Start of Block
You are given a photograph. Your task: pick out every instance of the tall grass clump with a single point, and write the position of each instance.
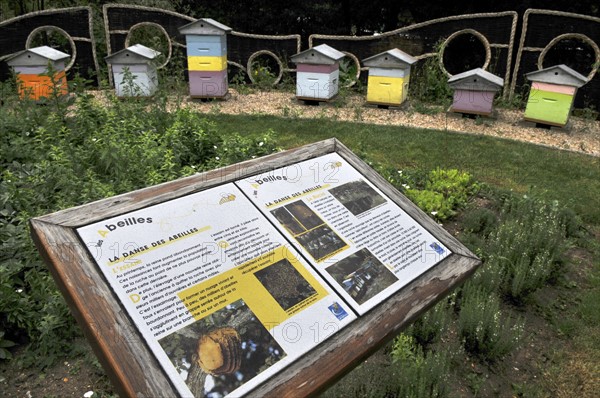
(411, 372)
(485, 331)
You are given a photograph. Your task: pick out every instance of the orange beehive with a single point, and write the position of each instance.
(32, 67)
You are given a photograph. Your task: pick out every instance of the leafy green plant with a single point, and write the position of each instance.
(262, 75)
(429, 83)
(431, 325)
(528, 245)
(4, 344)
(485, 331)
(50, 162)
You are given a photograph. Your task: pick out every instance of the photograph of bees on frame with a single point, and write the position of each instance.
(222, 351)
(309, 230)
(362, 275)
(287, 286)
(357, 196)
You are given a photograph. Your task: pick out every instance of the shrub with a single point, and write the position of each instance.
(411, 373)
(527, 247)
(89, 152)
(431, 325)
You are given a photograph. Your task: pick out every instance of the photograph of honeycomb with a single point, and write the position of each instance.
(357, 196)
(319, 240)
(287, 286)
(362, 275)
(222, 351)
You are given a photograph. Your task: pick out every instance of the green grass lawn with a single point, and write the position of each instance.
(571, 178)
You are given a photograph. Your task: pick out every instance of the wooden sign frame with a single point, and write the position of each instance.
(131, 365)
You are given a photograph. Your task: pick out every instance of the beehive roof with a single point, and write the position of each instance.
(321, 54)
(204, 26)
(475, 77)
(35, 56)
(558, 74)
(393, 58)
(137, 53)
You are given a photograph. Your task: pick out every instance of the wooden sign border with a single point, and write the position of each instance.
(120, 347)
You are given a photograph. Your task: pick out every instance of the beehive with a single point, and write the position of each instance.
(32, 67)
(134, 71)
(206, 43)
(389, 76)
(474, 92)
(317, 73)
(552, 94)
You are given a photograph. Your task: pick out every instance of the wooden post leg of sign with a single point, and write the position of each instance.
(158, 223)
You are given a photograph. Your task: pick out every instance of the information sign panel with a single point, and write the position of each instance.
(271, 277)
(364, 244)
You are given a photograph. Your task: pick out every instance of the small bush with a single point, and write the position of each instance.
(486, 333)
(528, 245)
(411, 373)
(53, 161)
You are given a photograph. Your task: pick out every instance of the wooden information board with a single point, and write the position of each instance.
(271, 277)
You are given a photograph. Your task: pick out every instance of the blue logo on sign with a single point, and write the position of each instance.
(338, 311)
(438, 249)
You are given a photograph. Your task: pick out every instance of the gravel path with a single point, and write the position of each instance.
(580, 135)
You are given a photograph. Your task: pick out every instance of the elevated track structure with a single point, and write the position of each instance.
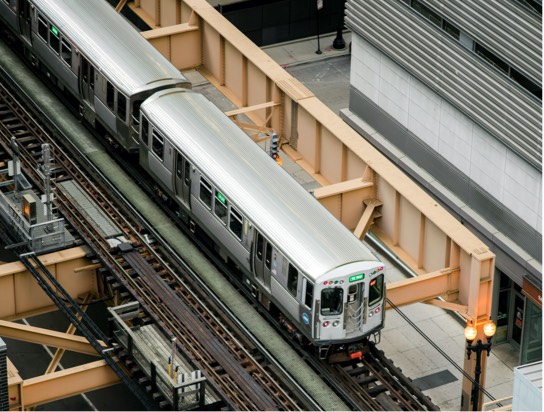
(360, 187)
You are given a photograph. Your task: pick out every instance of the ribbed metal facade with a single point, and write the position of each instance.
(492, 100)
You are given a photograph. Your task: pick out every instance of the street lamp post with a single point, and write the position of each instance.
(478, 348)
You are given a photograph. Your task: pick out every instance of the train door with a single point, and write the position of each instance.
(86, 85)
(262, 259)
(24, 20)
(355, 307)
(183, 179)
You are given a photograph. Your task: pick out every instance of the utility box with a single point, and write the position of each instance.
(527, 394)
(29, 209)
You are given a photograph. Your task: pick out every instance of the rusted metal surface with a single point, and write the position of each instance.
(228, 364)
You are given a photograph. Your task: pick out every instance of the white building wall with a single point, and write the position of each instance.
(467, 146)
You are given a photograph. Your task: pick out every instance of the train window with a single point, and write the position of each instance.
(158, 144)
(375, 291)
(309, 296)
(54, 39)
(268, 255)
(42, 28)
(259, 250)
(236, 222)
(179, 166)
(136, 111)
(221, 207)
(292, 280)
(187, 177)
(331, 301)
(145, 131)
(66, 52)
(110, 96)
(206, 192)
(352, 293)
(122, 107)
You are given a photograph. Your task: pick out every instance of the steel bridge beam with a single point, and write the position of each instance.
(66, 383)
(46, 337)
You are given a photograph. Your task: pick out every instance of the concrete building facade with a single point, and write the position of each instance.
(452, 93)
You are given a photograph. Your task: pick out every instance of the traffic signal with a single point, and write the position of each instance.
(274, 146)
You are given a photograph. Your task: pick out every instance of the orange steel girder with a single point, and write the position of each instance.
(68, 382)
(413, 225)
(46, 337)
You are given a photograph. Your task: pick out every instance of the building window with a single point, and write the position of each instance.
(531, 350)
(451, 30)
(427, 13)
(491, 58)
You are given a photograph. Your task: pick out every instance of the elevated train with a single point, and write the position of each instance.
(301, 263)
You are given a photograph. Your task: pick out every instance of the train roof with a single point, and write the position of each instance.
(294, 221)
(110, 43)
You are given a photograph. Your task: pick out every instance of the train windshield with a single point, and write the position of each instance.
(332, 301)
(375, 292)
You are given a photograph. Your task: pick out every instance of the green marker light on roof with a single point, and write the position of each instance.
(221, 198)
(355, 278)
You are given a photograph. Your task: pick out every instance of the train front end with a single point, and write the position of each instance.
(349, 306)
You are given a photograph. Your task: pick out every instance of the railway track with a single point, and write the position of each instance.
(237, 367)
(247, 378)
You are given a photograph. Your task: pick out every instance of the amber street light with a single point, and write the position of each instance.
(470, 335)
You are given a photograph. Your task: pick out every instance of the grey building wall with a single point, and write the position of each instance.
(468, 133)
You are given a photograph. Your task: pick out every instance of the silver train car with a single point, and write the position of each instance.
(93, 54)
(302, 264)
(290, 249)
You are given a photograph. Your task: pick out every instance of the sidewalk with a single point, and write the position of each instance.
(302, 51)
(327, 75)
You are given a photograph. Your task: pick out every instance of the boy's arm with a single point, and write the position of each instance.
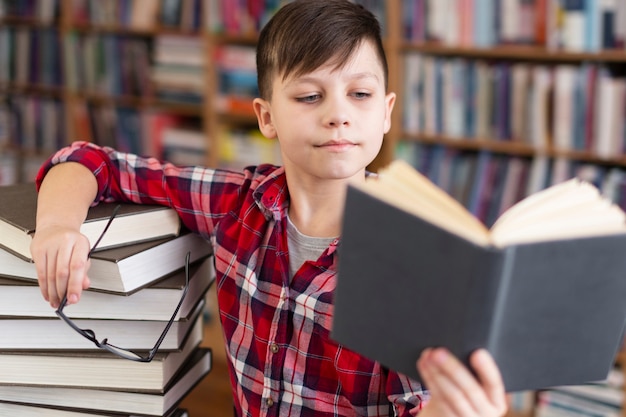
(455, 391)
(59, 250)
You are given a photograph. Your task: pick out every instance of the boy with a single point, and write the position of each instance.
(322, 80)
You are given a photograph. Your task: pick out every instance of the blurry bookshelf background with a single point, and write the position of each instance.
(496, 98)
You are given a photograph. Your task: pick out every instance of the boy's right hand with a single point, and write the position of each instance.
(61, 256)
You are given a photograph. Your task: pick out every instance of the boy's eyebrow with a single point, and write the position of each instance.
(356, 76)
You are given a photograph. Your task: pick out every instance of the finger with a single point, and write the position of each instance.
(490, 378)
(446, 378)
(77, 272)
(56, 278)
(42, 276)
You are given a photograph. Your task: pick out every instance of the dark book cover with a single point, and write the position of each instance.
(133, 222)
(550, 313)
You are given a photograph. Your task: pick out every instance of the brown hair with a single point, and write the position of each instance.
(306, 34)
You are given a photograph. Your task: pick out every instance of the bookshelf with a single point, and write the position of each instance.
(437, 47)
(165, 97)
(486, 88)
(210, 28)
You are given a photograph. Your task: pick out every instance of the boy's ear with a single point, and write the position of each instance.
(390, 100)
(264, 117)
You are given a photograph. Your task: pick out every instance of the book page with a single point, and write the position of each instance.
(404, 187)
(570, 209)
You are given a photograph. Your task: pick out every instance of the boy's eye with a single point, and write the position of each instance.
(361, 95)
(308, 99)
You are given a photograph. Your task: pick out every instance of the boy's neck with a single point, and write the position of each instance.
(317, 214)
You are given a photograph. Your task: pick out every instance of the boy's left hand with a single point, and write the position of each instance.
(454, 391)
End of Block
Could you restate the material word for word, omitting the pictures?

You are given a photograph. Your task: pick out every instance of the tall grass clump with a single point, and write the position of each instance.
(411, 372)
(485, 331)
You are given a photograph. Your task: pick out every instance of the orange beehive with a single point, and write the position of each instance.
(32, 67)
You are given a photograph. Your task: pick out every instance of the leafy green plant with a single point, and write the position of each instance.
(262, 75)
(429, 83)
(431, 325)
(528, 245)
(4, 344)
(485, 331)
(50, 162)
You are given a photograph. Your task: pick out every instance of the photograph of bees on frame with a single point, and write the position of each instance.
(222, 351)
(309, 230)
(362, 275)
(287, 286)
(357, 196)
You are given a photograph. Your task: pick out every instance of the shrub with a single point, and write the position of each instance.
(411, 373)
(527, 247)
(89, 152)
(431, 325)
You are given a photograph. Your task: pick out every instance of the photograph of honeycomb with a single point, and write the position of each instance.
(357, 196)
(319, 240)
(287, 286)
(362, 275)
(222, 351)
You are given a photograph. Your task: pick out every instance of the green grass lawn with a single point, and write the position of each instance.
(571, 178)
You are given a photograph. Your task: pick out every instance of the wooden sign frame with a single point, and write the position of each instance.
(131, 365)
You are given a photograph. Your task: pick out every instance of the beehive roof with a single point, and write the position of each instance.
(321, 54)
(204, 26)
(475, 77)
(35, 56)
(558, 74)
(393, 58)
(137, 53)
You are given a photograph. Your task: pick out every instance of the wooden sign border with a single point, and write the position of each instance.
(120, 347)
You are given a photograph. Your task: pick out every instance of the beehive with a single point, and write the position of each instance.
(32, 67)
(134, 71)
(206, 43)
(389, 76)
(474, 92)
(317, 73)
(552, 94)
You are given a photograph. Your task: pick out every instance of the wooden post leg of sign with a single point, and write the position of each instance.
(158, 223)
You are given a photograph. Your task: pick out every instance of the information sign panel with a single point, and write the position of each instance.
(271, 277)
(364, 244)
You are given a photograph. Your task: pick out every instance of the small bush with a single point, and write the position of each instance.
(486, 333)
(528, 245)
(411, 373)
(53, 161)
You are given a photograph. Your task: pick out every instance of the wooden information board with a single point, and write the position of each instance.
(271, 277)
You are given a photograph. Your task: pick out every instance of the blue logo on sign with a single point, and write the position of each instance.
(338, 311)
(438, 249)
You are given a photograph. Your task: pick out every instance of the gravel path with a single point, and write the position of each instance.
(580, 135)
You are given a photograph. Your task: pick out every instance of the elevated track structure with a single point, and write the position of each instance.
(360, 187)
You are given a photograph. Your task: pick out every instance of the ribbed metal facade with a single point, and write the position of each instance.
(492, 100)
You are given a photograph. Your task: pick out every instance of the street lamp post with a single point, and write the position of each instance.
(478, 348)
You are given a photograph. Your task: pick out every instance of the train door with a single point, and write the position of each instance.
(86, 85)
(262, 259)
(24, 20)
(355, 307)
(183, 179)
You are given a photograph. Your task: pick out every instance of the utility box with a single point, and write the position of each instance.
(527, 394)
(29, 209)
You are given a photograph. Your task: pick out every instance of the rusted metal surface with a single point, and write the position of each instance.
(228, 364)
You are given a photograph. Your task: pick out every instance of the white building wall with a single point, and write the position of each instance.
(467, 146)
You are given a photograph. Your task: pick out every instance of the train window with a single point, and write the position of each instance.
(158, 144)
(375, 291)
(309, 296)
(54, 39)
(268, 255)
(42, 28)
(259, 250)
(236, 222)
(179, 166)
(136, 111)
(221, 207)
(292, 280)
(187, 177)
(331, 301)
(145, 131)
(66, 52)
(110, 96)
(206, 192)
(352, 293)
(122, 107)
You are given a photograph. Your task: pick out every instance of the steel bridge beam with a single point, and write the position of each instance.
(66, 383)
(46, 337)
You are given a photograph. Your task: pick out every instance of the concrete building facade with a single point, and write the position of each instance.
(452, 93)
You are given a photograph. Your task: pick out every instance of the traffic signal with a single point, and write the position of each instance.
(274, 146)
You are given a photograph. Your task: pick out every instance of the orange steel girder with a single point, and write the position of each instance.
(68, 382)
(413, 225)
(46, 337)
You are given a photograph. Your task: pick out every instance of the building window with a single point, and write the position of each instance.
(531, 350)
(451, 30)
(427, 13)
(491, 58)
You are given a photograph. Your task: pick out every instance of the elevated train with a single point, and write the position of each instance.
(301, 263)
You are given a photograph. Your task: pick out every instance of the train roof with a single point, and write the position of each instance.
(294, 221)
(110, 43)
You are given a photograph. Your task: pick out every instance of the train windshield with a single point, and write the position of each instance.
(332, 301)
(375, 292)
You are given a photograph. Your task: pick out every instance of the green marker light on roof with a single point, and write the position of each instance.
(221, 198)
(355, 278)
You are given a photograph. Your task: pick out every instance of the train front end with a single point, and write the position of each instance.
(349, 306)
You are given a photograph. Your task: pick out every instance of the railway track with a single point, and write the position of each instance.
(237, 367)
(247, 378)
You are given a photograph. Your task: pick out every instance of the amber street light with a single point, and write the position of each instance.
(470, 335)
You are given a photograph. Your task: pick out every instance of the grey building wall with a single point, and write the position of each instance.
(468, 133)
You are given a photograph. Your task: pick out every instance of the silver train car with a single point, and write the position of each instance.
(93, 54)
(302, 264)
(290, 249)
You are given a photograph. Your task: pick out every instance of the sidewalk with a single point, and write the position of each instance.
(302, 51)
(327, 75)
You are given a photograph. Your task: pick out every instance of the boy's arm with a single point, and write the position of each instance.
(455, 391)
(59, 250)
You are given a photograph. Your task: pick out every instance of the boy with a single point, and write the position of each instance.
(322, 80)
You are given a photograph. Your task: pick out every instance of the blurry bookshelf background with a single point, and write the position of each instance.
(496, 98)
You are given a photograph. Your task: pick out every instance of the boy's right hand with a single point, and write the position of each instance.
(61, 256)
You are given a photograph. Your task: pick out every instance of the boy's eyebrow with a single point, and write the position of each instance.
(356, 76)
You are given a photograph. Your task: pick out every instance of the finger with a single point, and write the position of each instance.
(490, 378)
(446, 378)
(77, 272)
(56, 278)
(42, 276)
You are given a photograph. Your task: pick out every instance of the dark book cover with a single point, and write the position of each instance.
(133, 222)
(550, 313)
You are given a photograph. Your task: pick out every instance of the brown hair with a single point, and write the position of each instance.
(306, 34)
You are given a photograph. Your task: pick out every instance of the bookshelf with a single point, and write the position of each instance.
(437, 47)
(165, 97)
(486, 88)
(210, 28)
You are given a photograph. Your task: pick out every instance of the boy's ear with a single point, and write the position of each instance.
(390, 100)
(264, 117)
You are given a photograph. Your task: pick out every instance of the book page with a single point, and write the position of each instance.
(404, 187)
(570, 209)
You are given a photograph. Your task: pick out every instance of the boy's eye with a single point, and write the position of each instance.
(361, 95)
(308, 99)
You are given a photograph. Your task: pick out every instance of the boy's neck with a single point, and write the position of each instance.
(317, 214)
You are given a photograph. Your task: pick out every instance of the boy's left hand with a single point, and write the position of each instance.
(454, 391)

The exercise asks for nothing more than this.